● WHAT YOU ARE ASKED TO DO: Rewrite every line of the items below as a Markdown table with two columns, Row and Line. Leave out blank lines and pictures.

● Dataset rows:
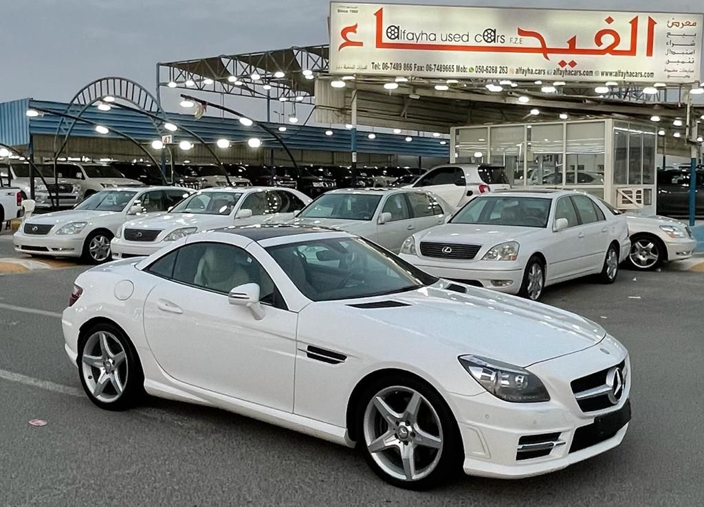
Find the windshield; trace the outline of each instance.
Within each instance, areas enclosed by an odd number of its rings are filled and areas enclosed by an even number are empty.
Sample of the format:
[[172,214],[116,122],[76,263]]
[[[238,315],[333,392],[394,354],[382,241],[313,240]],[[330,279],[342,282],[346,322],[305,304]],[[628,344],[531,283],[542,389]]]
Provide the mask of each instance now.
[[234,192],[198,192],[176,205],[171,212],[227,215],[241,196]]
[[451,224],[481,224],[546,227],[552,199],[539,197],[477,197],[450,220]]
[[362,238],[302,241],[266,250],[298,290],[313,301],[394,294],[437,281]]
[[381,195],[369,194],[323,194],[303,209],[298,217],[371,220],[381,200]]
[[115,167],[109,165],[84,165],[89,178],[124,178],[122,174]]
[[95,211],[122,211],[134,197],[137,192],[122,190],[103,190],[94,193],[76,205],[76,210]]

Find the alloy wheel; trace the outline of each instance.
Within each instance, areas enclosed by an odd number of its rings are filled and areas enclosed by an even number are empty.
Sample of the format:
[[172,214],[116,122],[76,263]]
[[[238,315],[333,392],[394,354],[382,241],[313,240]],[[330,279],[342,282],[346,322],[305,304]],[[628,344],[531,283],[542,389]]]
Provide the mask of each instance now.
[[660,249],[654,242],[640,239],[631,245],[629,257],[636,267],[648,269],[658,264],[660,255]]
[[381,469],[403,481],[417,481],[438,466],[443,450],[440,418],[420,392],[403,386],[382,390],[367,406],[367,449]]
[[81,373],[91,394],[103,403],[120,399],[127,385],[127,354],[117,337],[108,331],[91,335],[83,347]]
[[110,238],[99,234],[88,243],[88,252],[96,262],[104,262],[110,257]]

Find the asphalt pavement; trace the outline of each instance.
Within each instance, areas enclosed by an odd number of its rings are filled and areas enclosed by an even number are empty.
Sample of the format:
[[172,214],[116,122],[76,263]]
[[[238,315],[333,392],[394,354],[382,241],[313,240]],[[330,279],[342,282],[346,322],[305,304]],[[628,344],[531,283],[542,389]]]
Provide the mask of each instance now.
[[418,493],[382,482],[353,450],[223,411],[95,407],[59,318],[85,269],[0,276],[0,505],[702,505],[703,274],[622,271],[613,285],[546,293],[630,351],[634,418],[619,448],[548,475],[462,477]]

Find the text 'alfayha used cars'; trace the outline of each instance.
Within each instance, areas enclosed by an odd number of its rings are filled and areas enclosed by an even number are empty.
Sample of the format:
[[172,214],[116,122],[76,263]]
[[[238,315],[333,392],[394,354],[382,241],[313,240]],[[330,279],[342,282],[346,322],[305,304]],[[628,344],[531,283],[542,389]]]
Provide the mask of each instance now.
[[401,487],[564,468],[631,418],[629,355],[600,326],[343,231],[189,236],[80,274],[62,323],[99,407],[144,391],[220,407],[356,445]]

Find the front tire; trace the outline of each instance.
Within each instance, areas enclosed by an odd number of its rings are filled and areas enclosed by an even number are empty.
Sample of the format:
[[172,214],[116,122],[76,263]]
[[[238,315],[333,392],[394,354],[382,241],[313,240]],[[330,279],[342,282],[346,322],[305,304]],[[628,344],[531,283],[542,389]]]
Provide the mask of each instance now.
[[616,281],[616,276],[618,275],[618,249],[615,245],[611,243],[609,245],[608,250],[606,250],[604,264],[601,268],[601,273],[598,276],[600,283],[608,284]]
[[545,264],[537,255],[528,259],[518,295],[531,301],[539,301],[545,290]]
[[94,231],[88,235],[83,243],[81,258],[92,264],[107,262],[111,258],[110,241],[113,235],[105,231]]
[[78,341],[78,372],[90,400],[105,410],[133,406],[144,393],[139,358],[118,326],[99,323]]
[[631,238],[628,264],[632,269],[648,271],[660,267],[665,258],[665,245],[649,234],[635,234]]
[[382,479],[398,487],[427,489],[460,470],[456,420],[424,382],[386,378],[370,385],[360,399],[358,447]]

● WRITTEN SOLUTION:
| Row | Line |
|---|---|
| 1 | Find the windshield; trace the outline of each instance. |
| 2 | Within each instance, areas enclosed by an odd number of its rings are filled and areas enclosed by an even number are empty. |
| 3 | Sample of the format: |
| 4 | [[172,214],[116,122],[76,263]] |
| 5 | [[[238,315],[333,392],[394,354],[382,241],[313,240]],[[330,279],[342,282],[346,322],[305,304]],[[628,344],[531,283],[542,389]]] |
| 6 | Provide the mask of each instance now. |
| 7 | [[234,192],[198,192],[176,205],[171,212],[227,215],[241,196]] |
| 8 | [[451,224],[481,224],[546,227],[552,199],[539,197],[477,197],[450,220]] |
| 9 | [[362,238],[302,241],[266,250],[298,290],[313,301],[394,294],[437,281]] |
| 10 | [[381,195],[369,194],[323,194],[303,209],[298,217],[371,220],[381,200]] |
| 11 | [[115,167],[109,165],[84,165],[89,178],[124,178],[122,174]] |
| 12 | [[95,211],[122,211],[134,197],[137,192],[122,190],[103,190],[94,193],[76,205],[76,210]] |
| 13 | Find the alloy wheel; trace the outline of each instance. |
| 14 | Within each instance, areas enclosed by an odd number of its rings are filled and areas enclosed by an even number are empty. |
| 15 | Sample of the format: |
| 16 | [[172,214],[116,122],[76,263]] |
| 17 | [[[238,315],[333,392],[394,354],[382,241],[313,240]],[[330,279],[342,282],[346,322],[305,304]],[[628,344],[531,283],[542,389]]] |
| 18 | Provide the mask of each instance now. |
| 19 | [[660,249],[654,242],[640,239],[631,245],[629,257],[636,267],[648,269],[658,264],[660,255]] |
| 20 | [[381,469],[403,481],[417,481],[438,466],[443,450],[440,418],[420,392],[403,386],[382,390],[367,406],[367,449]] |
| 21 | [[81,373],[91,394],[103,403],[120,399],[127,385],[127,354],[117,337],[108,331],[91,335],[83,347]] |
| 22 | [[110,238],[99,234],[88,243],[88,252],[96,262],[104,262],[110,257]] |
| 23 | Find the asphalt pavement; trace the outline of each instance. |
| 24 | Within each instance, areas enclosed by an odd number of its rings are filled and areas enclosed by an even number are empty. |
| 25 | Sample of the format: |
| 26 | [[172,214],[116,122],[76,263]] |
| 27 | [[[238,315],[333,392],[394,354],[382,241],[313,240]],[[330,279],[342,282],[346,322],[305,304]],[[628,344],[531,283],[542,389]]] |
| 28 | Provide the mask of each instance now. |
| 29 | [[418,493],[382,482],[353,450],[223,411],[95,407],[59,318],[85,269],[0,276],[0,505],[702,505],[703,274],[622,271],[613,285],[546,293],[630,351],[634,418],[619,448],[548,475],[462,477]] |
| 30 | Find the text 'alfayha used cars'; trace the outline of each instance. |
| 31 | Within each instance, areas enclosed by an odd number of its rings are filled and areas enclosed by an even number are empty. |
| 32 | Sample of the format: |
| 33 | [[172,214],[116,122],[76,263]] |
| 34 | [[[238,315],[333,392],[394,354],[382,241],[313,240]],[[330,279],[342,282],[346,322],[305,304]],[[628,344],[531,283],[542,389]]] |
| 35 | Provide the mask of each instance now. |
| 36 | [[401,487],[564,468],[631,418],[629,355],[600,326],[343,231],[189,236],[80,274],[62,323],[99,407],[144,391],[220,407],[356,445]] |
| 37 | Find the front tire; trace the outline of each instance. |
| 38 | Within each instance, areas enclosed by an odd number of its rings are filled and areas enclosed by an even number are empty. |
| 39 | Sample of the format: |
| 40 | [[172,214],[116,122],[76,263]] |
| 41 | [[[238,315],[333,392],[394,354],[382,241],[313,240]],[[330,279],[342,282],[346,322],[305,304]],[[628,344],[531,283],[542,389]]] |
| 42 | Provide the mask of each instance now. |
| 43 | [[616,281],[616,276],[618,275],[618,249],[615,245],[611,243],[609,245],[608,250],[606,250],[604,264],[601,268],[601,273],[598,276],[600,283],[608,284]] |
| 44 | [[545,264],[537,255],[528,259],[518,295],[531,301],[539,301],[545,290]] |
| 45 | [[94,231],[88,235],[83,243],[81,258],[92,264],[107,262],[111,258],[110,241],[113,235],[105,231]] |
| 46 | [[78,341],[78,372],[90,400],[105,410],[133,406],[144,393],[139,358],[118,326],[99,323]] |
| 47 | [[631,238],[628,264],[632,269],[648,271],[660,267],[665,258],[665,245],[649,234],[635,234]] |
| 48 | [[382,479],[398,487],[427,489],[460,470],[456,420],[424,382],[386,378],[370,385],[360,399],[358,447]] |